_TASK OBJECTIVE_
Please repeat the data in full, character for character.
Segment Start: INPUT MATERIAL
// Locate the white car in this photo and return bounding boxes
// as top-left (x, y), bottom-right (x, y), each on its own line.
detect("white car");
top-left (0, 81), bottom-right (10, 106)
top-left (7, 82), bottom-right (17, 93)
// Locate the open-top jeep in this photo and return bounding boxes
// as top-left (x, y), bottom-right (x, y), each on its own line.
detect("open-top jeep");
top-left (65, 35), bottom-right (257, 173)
Segment End: INPUT MATERIAL
_SOLUTION TO THIS TASK_
// Locate the white car in this photo and return bounding boxes
// as top-left (x, y), bottom-right (x, y), each on its own line.
detect("white car");
top-left (0, 81), bottom-right (10, 106)
top-left (7, 82), bottom-right (17, 93)
// Locate the open-top jeep in this photo and return bounding boxes
// as top-left (x, y), bottom-right (x, y), each on its own line.
detect("open-top jeep");
top-left (65, 35), bottom-right (257, 173)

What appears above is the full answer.